- [Exercise aim]: Render the records as a JSON list of strings, one string per line, and leave out any blank lines.

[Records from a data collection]
"""

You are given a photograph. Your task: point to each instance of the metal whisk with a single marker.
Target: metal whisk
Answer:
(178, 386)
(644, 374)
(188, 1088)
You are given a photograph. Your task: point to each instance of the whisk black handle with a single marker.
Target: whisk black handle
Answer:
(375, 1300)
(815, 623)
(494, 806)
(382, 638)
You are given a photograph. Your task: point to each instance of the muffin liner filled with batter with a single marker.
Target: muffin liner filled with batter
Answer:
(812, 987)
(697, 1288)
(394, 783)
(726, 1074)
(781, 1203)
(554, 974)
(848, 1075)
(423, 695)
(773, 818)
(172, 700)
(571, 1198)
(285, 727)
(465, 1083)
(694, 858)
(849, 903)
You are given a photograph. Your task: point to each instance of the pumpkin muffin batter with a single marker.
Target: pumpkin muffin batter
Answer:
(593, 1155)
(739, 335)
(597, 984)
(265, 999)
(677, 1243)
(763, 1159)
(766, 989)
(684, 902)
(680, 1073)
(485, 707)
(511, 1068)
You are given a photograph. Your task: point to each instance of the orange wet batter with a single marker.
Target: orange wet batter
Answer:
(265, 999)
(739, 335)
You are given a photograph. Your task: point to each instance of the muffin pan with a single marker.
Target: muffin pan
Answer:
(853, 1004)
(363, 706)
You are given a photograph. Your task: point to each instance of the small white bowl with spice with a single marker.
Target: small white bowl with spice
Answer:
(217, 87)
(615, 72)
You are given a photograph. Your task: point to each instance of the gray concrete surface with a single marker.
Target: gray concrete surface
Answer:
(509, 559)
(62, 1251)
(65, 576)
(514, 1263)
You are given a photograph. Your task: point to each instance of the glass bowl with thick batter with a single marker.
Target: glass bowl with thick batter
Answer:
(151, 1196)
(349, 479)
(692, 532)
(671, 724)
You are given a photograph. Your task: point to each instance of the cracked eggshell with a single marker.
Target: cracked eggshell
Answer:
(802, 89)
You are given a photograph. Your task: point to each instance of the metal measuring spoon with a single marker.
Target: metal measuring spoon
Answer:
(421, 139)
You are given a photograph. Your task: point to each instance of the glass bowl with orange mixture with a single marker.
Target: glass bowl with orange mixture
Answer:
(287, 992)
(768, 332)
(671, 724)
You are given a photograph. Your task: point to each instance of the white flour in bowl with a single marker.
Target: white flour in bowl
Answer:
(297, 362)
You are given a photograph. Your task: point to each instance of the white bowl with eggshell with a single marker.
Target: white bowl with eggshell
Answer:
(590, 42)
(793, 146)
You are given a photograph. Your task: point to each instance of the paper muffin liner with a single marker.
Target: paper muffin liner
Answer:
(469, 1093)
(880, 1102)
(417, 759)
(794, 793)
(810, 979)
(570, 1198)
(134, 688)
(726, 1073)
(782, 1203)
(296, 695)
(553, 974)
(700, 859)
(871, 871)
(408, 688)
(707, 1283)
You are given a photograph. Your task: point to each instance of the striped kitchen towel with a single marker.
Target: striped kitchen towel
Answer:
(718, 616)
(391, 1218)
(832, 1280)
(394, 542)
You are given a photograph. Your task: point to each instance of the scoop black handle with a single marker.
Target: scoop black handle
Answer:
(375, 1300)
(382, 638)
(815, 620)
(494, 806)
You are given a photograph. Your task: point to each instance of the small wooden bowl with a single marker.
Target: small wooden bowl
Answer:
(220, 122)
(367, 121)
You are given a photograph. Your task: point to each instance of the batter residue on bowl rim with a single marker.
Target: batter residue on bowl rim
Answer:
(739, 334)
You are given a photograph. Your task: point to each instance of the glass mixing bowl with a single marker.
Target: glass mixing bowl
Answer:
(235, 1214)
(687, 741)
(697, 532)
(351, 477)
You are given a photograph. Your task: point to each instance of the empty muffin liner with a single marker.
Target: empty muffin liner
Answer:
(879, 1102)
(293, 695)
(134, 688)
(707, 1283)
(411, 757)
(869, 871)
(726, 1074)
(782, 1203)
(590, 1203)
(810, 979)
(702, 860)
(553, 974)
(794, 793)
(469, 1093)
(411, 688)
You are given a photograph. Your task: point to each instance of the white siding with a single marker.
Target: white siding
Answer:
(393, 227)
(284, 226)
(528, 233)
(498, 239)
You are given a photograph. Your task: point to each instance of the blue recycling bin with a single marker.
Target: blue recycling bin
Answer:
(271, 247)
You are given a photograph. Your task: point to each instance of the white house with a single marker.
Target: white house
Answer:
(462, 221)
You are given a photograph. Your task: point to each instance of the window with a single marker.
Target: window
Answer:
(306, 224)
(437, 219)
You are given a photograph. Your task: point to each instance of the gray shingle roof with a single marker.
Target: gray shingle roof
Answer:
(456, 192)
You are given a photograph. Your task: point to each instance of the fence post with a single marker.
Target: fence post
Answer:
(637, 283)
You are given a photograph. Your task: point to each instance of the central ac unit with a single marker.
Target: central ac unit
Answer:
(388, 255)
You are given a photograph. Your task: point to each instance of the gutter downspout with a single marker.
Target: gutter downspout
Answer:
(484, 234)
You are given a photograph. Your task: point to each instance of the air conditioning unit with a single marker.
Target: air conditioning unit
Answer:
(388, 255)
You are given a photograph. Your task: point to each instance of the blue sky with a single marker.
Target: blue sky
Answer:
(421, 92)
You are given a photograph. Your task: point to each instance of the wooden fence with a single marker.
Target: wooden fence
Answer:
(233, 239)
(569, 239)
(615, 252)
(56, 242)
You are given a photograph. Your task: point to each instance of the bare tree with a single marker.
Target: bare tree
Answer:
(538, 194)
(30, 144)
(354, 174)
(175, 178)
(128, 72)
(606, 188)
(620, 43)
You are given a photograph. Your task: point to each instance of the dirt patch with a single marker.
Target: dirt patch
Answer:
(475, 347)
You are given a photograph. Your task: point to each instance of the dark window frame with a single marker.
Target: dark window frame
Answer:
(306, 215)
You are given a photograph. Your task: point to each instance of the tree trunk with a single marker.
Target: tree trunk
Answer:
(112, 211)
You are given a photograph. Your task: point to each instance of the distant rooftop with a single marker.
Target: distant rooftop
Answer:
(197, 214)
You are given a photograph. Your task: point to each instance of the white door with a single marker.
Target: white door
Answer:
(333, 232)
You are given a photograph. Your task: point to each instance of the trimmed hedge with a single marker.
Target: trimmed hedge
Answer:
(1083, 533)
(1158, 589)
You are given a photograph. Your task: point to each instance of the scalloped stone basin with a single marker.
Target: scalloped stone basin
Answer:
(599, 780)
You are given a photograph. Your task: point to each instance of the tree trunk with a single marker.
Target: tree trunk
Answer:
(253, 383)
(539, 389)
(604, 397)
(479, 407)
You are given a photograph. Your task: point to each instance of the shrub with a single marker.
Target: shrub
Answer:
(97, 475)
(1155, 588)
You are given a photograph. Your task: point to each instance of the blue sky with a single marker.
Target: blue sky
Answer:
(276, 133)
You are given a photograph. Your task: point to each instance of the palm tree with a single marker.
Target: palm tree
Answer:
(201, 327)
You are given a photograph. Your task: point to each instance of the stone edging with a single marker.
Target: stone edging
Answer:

"""

- [Expected answer]:
[
  "You are given a photograph. Your task: point to each instance of the metal whisk with a single marker.",
  "Target: metal whisk",
  "Answer:",
  "(178, 386)",
  "(644, 374)",
  "(188, 1088)",
  "You are given a photograph. Your task: point to each instance of the whisk black handle with a single marker.",
  "Target: whisk black handle",
  "Answer:",
  "(375, 1300)",
  "(815, 623)",
  "(494, 806)",
  "(382, 638)",
  "You are given a photograph. Your task: point to each instance of the muffin liner filled with batter with a single marker.",
  "Target: muffin liner filled with batter",
  "Answer:",
  "(812, 987)",
  "(697, 1288)",
  "(394, 783)",
  "(726, 1074)",
  "(781, 1203)",
  "(554, 974)",
  "(848, 1075)",
  "(423, 695)",
  "(773, 818)",
  "(172, 700)",
  "(571, 1198)",
  "(285, 727)",
  "(465, 1083)",
  "(694, 858)",
  "(849, 903)",
  "You are given a photograph. Your task: point to each instance of the pumpkin muffin batter with a single marker.",
  "Target: pumpkin muffin batter",
  "Answer:",
  "(593, 1155)",
  "(739, 335)",
  "(597, 984)",
  "(265, 999)",
  "(677, 1243)",
  "(763, 1159)",
  "(766, 989)",
  "(684, 902)",
  "(680, 1073)",
  "(485, 707)",
  "(511, 1068)",
  "You are given a photograph. Your task: point to each instance of the orange wet batter with a single marker.",
  "Target: orange wet batter",
  "Answer:",
  "(265, 999)",
  "(739, 335)",
  "You are given a photograph. Your task: point to each instance of the muffin pan with a single marker.",
  "Target: muffin pan",
  "Answer:",
  "(853, 1004)",
  "(363, 706)",
  "You are given a photograph. Your task: point to each instance of the small white bowl with spice with a single marker.",
  "Target: small white bowl with spice",
  "Answer:",
  "(217, 87)",
  "(615, 72)",
  "You are given a photograph. Your task: point to each instance of the gray concrete surface with a single marker.",
  "Target: gray concrete surface",
  "Answer:",
  "(509, 559)",
  "(62, 1251)",
  "(65, 576)",
  "(514, 1263)",
  "You are given a photograph. Your task: point to each instance of the glass bowl with thick batter with a single marker.",
  "Target: glass bowl with thick batter",
  "Answer:",
  "(151, 1196)",
  "(349, 479)",
  "(692, 532)",
  "(671, 724)",
  "You are given a photograph. Your task: point to each instance of the cracked eggshell with a single marker.",
  "Target: cracked eggshell",
  "Answer:",
  "(802, 89)",
  "You are given a photograph. Your task: point to each instance of the metal measuring spoon with a single marker.",
  "Target: metal measuring spoon",
  "Answer:",
  "(421, 139)",
  "You are given a photograph. Your task: point to each instance of the glass bowl with orange mixture with a single marker.",
  "Target: glass bowl with orange mixture",
  "Answer:",
  "(287, 992)",
  "(768, 332)",
  "(671, 724)",
  "You are given a photograph. Your task: point to each instance of the white flour in bowl with a single marker.",
  "Target: white flour in bowl",
  "Answer:",
  "(297, 362)",
  "You are given a photograph. Your task: point to each instance of the white bowl with eggshell with a single marker.",
  "Target: white bowl with eggshell",
  "Answer:",
  "(590, 42)",
  "(793, 146)",
  "You are given a photograph. Your task: point to each instance of the paper muffin liner with a single marker.",
  "Target: paper muffin liner",
  "Answer:",
  "(469, 1093)",
  "(880, 1102)",
  "(417, 759)",
  "(794, 793)",
  "(810, 979)",
  "(570, 1198)",
  "(134, 688)",
  "(726, 1073)",
  "(782, 1203)",
  "(296, 695)",
  "(553, 974)",
  "(700, 859)",
  "(871, 871)",
  "(408, 688)",
  "(707, 1283)",
  "You are given a photograph. Your task: point to each instance of the striped kitchen towel with a single marker.",
  "Target: striped kitchen towel",
  "Answer:",
  "(718, 616)",
  "(391, 1218)",
  "(832, 1280)",
  "(394, 542)",
  "You are given a photograph. Your task: point to each instance of the scoop black handle with a single marker.",
  "Target: scoop black handle",
  "Answer:",
  "(375, 1300)",
  "(382, 638)",
  "(815, 620)",
  "(494, 806)",
  "You are given a photograph. Your task: point to each instance of the small wooden bowl with a single marker.",
  "Target: small wooden bowl",
  "Answer:",
  "(220, 122)",
  "(367, 121)",
  "You are given a photograph. Your task: point to each instance of the batter residue on bowl rim with a single marker.",
  "Target: batter residue on bowl rim",
  "Answer:",
  "(739, 334)",
  "You are given a photograph. Your task: point to each instance of the glass mixing bowl with a single marker.",
  "Target: glass mixing bowl",
  "Answer:",
  "(235, 1214)",
  "(687, 741)",
  "(697, 532)",
  "(351, 477)",
  "You are given a photograph. Your task: point to each instance of the empty muffin liner with a single marker.",
  "Target: empty muffin liner",
  "Answer:",
  "(879, 1102)",
  "(293, 695)",
  "(134, 688)",
  "(707, 1283)",
  "(411, 757)",
  "(869, 871)",
  "(726, 1074)",
  "(782, 1203)",
  "(590, 1203)",
  "(810, 979)",
  "(702, 860)",
  "(553, 974)",
  "(794, 793)",
  "(469, 1093)",
  "(411, 688)",
  "You are given a photograph. Your task: point to each instance of the white siding with a single marker.",
  "Target: white siding",
  "Answer:",
  "(393, 227)",
  "(284, 226)",
  "(528, 233)",
  "(498, 239)",
  "You are given a photograph. Your task: point to each instance of the blue recycling bin with a single marker.",
  "Target: blue recycling bin",
  "Answer:",
  "(271, 247)",
  "You are given a photograph. Your task: point to each instance of the white house with a single marker.",
  "Target: white house",
  "Answer:",
  "(462, 221)",
  "You are given a photograph. Your task: point to each instance of the window with a single marker.",
  "Target: window",
  "Answer:",
  "(306, 224)",
  "(437, 219)",
  "You are given a photograph. Your task: point to each instance of the gray shingle roof with a single marker.",
  "Target: gray shingle roof",
  "Answer:",
  "(456, 192)",
  "You are given a photograph. Your task: point to each instance of the fence post with a single marker.",
  "Target: fence post",
  "Answer:",
  "(637, 283)",
  "You are given a photograph. Your task: point to each instance of the central ac unit with a single marker.",
  "Target: central ac unit",
  "Answer:",
  "(388, 255)",
  "You are given a photograph. Your task: point to each instance of the gutter downspout with a single marker.",
  "Target: gutter downspout",
  "Answer:",
  "(484, 234)",
  "You are given a photograph. Your task: point to each instance of the air conditioning unit with a single marker.",
  "Target: air conditioning unit",
  "Answer:",
  "(388, 255)",
  "You are given a photograph. Your task: point to each instance of the blue sky with a single marker.",
  "Target: blue sky",
  "Answer:",
  "(421, 92)",
  "You are given a photograph. Your task: point to each instance of the wooden fence with a single marker.",
  "Target: wooden fence",
  "Answer:",
  "(233, 239)",
  "(569, 239)",
  "(615, 252)",
  "(56, 242)",
  "You are given a photograph. Your task: point to each instance of the bare tree with a single marker.",
  "Target: bare tree",
  "Answer:",
  "(538, 194)",
  "(30, 144)",
  "(354, 174)",
  "(175, 178)",
  "(128, 72)",
  "(606, 188)",
  "(620, 43)",
  "You are given a photograph. Your task: point to each instance of the dirt patch with a single marker.",
  "Target: dirt patch",
  "Answer:",
  "(475, 347)",
  "You are given a photograph. Your task: point to each instance of the dark window frame with a single marker.",
  "Target: dark window frame",
  "Answer:",
  "(306, 215)",
  "You are given a photograph. Your task: point to each instance of the tree trunk with a single marker.",
  "Target: tree trunk",
  "Answer:",
  "(112, 211)",
  "You are given a photograph. Your task: point to each instance of the distant rooftop with a single marker.",
  "Target: distant rooftop",
  "Answer:",
  "(197, 214)",
  "You are given a photograph. Your task: point to each instance of the white door with a single marker.",
  "Target: white door",
  "Answer:",
  "(333, 232)",
  "You are given a photograph. Your task: point to each instance of the trimmed hedge with a single marker.",
  "Target: trimmed hedge",
  "Answer:",
  "(1083, 533)",
  "(1158, 589)",
  "You are given a photograph. Your task: point to each instance of the scalloped stone basin with a single marker.",
  "Target: scalloped stone basin",
  "Answer:",
  "(599, 780)",
  "You are given a photograph. Your task: point to each instance of the tree trunk with a single marker.",
  "Target: tree trunk",
  "Answer:",
  "(253, 383)",
  "(539, 389)",
  "(604, 397)",
  "(479, 407)",
  "You are given a photograph. Your task: point to each instance of the shrub with a single marker.",
  "Target: shrub",
  "Answer:",
  "(97, 475)",
  "(1155, 588)",
  "You are given a photograph. Your task: point to each instance of the blue sky with a single marker.",
  "Target: blue sky",
  "Answer:",
  "(276, 133)",
  "You are given a photograph. Your task: point to each instance of the palm tree with a single marker.",
  "Target: palm tree",
  "Answer:",
  "(201, 327)",
  "You are given a photograph. Your task: point to each instance of the stone edging with a single marker.",
  "Target: stone edging",
  "Answer:"
]